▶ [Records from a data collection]
--------------------------------------------------

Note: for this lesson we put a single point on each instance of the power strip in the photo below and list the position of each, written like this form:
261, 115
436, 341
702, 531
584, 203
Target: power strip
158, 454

--------------------------------------------------

▶ [Problem] Copy out the lines above word for word.

▶ [Answer to the task]
Note: for this lesson we put a single point on each instance of the power strip in the photo below and list the position of each, written like this form:
261, 115
436, 341
702, 531
584, 203
Target: power strip
158, 454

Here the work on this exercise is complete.